TASK TO CARRY OUT
Please report how many lines in the dataset items below contain the word "bare". Give only the number.

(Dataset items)
====
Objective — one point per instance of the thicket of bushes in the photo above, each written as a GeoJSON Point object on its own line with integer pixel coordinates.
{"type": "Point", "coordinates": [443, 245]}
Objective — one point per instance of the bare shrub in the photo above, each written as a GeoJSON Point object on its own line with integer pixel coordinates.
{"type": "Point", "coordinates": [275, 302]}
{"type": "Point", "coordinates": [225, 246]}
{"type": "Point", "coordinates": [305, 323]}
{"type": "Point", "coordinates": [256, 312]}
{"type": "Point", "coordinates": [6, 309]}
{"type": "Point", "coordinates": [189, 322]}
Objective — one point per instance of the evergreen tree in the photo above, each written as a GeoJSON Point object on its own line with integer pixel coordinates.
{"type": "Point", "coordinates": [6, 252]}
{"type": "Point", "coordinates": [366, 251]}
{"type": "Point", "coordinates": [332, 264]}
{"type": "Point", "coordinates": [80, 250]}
====
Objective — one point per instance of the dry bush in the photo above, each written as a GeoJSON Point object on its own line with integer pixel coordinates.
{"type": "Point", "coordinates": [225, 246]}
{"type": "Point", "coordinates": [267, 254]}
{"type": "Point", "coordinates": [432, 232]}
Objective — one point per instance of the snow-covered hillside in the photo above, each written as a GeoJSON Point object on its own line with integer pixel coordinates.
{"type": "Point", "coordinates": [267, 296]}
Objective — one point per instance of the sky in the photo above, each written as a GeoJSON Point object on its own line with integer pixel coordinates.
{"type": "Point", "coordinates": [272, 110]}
====
TASK RESULT
1